◆ **Soal dan Tugas**:
a – Berdasarkan kutipan tentang kasus Temasek, jelaskan dugaan yang membuat kasus tersebut berpengaruh pada dunia telekomunikasi Indonesia, khususnya pengguna jasa telepon seluler.
b – Lanjutkan kutipan tentang kasus Temasek mulai dari bagian terakhir yang ditampilkan.

◆ **Kutipan Bacaan**:
┌────────

Selasa, 12 Mei 2015

Pasal 27 dan 28

UNDANG-UNDANG REPUBLIK INDONESIA
NOMOR 36 TAHUN 1999
TENTANG
TELEKOMUNIKASI

I. Profile Kasus Temasek Holdings Pte. Ltd.

Pada kisaran bulan April Tahun 2007, terjadi sebuah kasus yang cukup memberikan pengaruh pada dunia telekomunikasi di Indonesia khususnya pengguna jasa telepon seluler. Sebuah perusahaan Holding Company berasal dari Singapura yaitu Temasek Holdings Pte. Ltd. yang mengelola dana investasi sebesar US$ 108 Miliar atau sekitar Seribu triliun rupiah diduga melakukan struktur kepemilikan silang atas saham dua perusahaan jasa seluler Indonesia yaitu Telkomsel dan Indosat. Dugaan tersebut telah berlangsung mulai dari tahun 2002 dan baru diangkat ke sidang Komisi Pengawas Persaingan Usaha (KPPU) pada tahun 2006. Adapun pihak-pihak yang menjadi terlapor dalam kasus dugaan pelanggaran tersebut adalah :
1. Temasek Holdings Pte. Ltd.

└────────

[Label titik objek]
┌────────

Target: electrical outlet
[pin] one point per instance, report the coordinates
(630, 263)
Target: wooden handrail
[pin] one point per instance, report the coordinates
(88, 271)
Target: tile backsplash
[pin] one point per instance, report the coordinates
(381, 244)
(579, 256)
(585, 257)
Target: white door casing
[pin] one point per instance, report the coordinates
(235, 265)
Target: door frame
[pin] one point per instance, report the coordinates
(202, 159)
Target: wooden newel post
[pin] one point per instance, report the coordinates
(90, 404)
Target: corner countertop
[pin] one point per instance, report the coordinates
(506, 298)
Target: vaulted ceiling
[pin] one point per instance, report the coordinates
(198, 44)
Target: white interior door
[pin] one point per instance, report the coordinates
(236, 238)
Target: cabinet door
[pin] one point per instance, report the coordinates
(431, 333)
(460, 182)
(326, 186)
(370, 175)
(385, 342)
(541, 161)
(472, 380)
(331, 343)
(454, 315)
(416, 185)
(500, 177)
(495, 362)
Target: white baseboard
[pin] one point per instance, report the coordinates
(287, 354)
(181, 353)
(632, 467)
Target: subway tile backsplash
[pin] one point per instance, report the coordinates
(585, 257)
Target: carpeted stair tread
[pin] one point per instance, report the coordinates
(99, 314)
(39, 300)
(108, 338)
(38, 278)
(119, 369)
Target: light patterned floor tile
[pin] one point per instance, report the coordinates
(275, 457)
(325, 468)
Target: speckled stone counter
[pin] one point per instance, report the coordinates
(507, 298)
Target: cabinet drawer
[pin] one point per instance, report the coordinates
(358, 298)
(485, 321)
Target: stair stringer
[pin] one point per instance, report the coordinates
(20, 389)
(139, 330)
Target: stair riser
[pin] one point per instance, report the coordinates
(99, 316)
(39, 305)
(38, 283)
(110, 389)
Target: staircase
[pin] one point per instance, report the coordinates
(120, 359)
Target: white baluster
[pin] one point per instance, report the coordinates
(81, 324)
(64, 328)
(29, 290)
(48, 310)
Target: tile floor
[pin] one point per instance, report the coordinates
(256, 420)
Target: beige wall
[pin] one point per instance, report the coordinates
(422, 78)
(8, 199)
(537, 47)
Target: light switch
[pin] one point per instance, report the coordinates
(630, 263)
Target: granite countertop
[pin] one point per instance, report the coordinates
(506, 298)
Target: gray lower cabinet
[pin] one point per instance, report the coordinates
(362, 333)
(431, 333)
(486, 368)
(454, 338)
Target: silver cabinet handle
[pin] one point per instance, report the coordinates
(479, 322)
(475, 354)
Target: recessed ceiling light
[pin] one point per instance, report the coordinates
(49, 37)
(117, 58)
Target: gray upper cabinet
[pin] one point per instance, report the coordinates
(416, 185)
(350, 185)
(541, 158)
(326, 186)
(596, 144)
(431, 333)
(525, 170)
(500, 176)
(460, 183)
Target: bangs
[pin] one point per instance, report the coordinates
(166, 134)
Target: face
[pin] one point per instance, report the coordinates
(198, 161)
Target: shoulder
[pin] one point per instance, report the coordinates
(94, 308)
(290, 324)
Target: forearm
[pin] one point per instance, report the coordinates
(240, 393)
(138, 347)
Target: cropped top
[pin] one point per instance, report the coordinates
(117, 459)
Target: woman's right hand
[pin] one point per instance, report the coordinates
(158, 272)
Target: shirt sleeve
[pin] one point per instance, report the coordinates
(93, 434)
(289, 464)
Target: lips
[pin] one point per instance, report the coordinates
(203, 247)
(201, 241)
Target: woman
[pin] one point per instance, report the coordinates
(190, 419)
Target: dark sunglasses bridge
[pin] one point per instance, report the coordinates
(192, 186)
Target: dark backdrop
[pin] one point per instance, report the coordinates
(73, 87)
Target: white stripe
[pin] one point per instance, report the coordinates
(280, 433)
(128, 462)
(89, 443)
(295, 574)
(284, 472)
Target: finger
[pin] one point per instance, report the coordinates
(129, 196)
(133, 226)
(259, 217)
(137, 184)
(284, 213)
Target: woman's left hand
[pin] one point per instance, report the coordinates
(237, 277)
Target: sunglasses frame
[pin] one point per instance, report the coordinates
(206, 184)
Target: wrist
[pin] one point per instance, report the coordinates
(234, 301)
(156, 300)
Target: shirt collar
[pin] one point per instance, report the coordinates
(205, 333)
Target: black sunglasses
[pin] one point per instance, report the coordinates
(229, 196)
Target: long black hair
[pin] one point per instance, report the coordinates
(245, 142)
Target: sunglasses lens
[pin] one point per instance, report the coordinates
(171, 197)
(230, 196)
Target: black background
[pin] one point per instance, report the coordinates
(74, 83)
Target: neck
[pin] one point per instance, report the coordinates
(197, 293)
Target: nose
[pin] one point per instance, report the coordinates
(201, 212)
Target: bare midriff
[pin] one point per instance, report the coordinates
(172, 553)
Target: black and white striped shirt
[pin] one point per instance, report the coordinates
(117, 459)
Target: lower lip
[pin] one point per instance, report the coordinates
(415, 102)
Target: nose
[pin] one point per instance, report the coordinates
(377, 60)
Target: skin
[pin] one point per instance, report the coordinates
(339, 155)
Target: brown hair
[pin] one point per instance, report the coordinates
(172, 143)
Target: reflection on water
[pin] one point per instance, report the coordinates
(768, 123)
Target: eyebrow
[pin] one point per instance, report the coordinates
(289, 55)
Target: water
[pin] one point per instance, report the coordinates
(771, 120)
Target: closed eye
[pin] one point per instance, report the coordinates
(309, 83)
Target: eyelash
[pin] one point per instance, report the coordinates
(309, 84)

└────────

◆ **Jawaban Tugas**:
a – Temasek Holdings Pte. Ltd., perusahaan induk asal Singapura, diduga memiliki struktur kepemilikan silang atas saham dua perusahaan jasa seluler Indonesia, yaitu Telkomsel dan Indosat. Dugaan ini berlangsung sejak tahun 2002 dan baru diangkat ke sidang KPPU pada tahun 2006.

b –
2. Singapore Technologies Telemedia Pte. Ltd.
3. STT Communications Ltd.
4. Asia Mobile Holding Company Pte. Ltd.
5. Asia Mobile Holdings Pte. Ltd.
6. Indonesia Communications Limited.
7. Indonesia Communications Pte. Ltd.
8. Singapore Telecommunications Ltd.
9. Singapore Telecom Mobile Pte. Ltd.
10. PT. Telekomunikasi Selular.

II. Tuduhan Pelanggaran UU No 5 Tahun 1999 oleh Temasek Holdings Pte Ltd

Adapun dugaan pelanggaran yang dituduhkan oleh KPPU adalah sebagai berikut :
1. Temasek Holdings Pte. Ltd. memiliki saham mayoritas pada dua perusahaan yang melakukan kegiatan usaha dalam bidang yang sama pada pasar bersangkutan yang sama, sehingga melanggar pasal 27 huruf a UU No 5 Tahun 1999 yang menentukan bahwa :
Pelaku usaha dilarang memiliki saham mayoritas pada beberapa perusahaan sejenis yang melakukan kegiatan usaha dalam bidang yang sama pada pasar bersangkutan yang sama, atau mendirikan beberapa perusahaan yang memiliki kegiatan usaha yang sama pada pasar bersangkutan yang sama, apabila kepemilikan tersebut mengakibatkan:
a. satu pelaku usaha atau satu kelompok pelaku usaha menguasai lebih dari 50% (lima puluh persen) pangsa pasar satu jenis barang atau jasa tertentu.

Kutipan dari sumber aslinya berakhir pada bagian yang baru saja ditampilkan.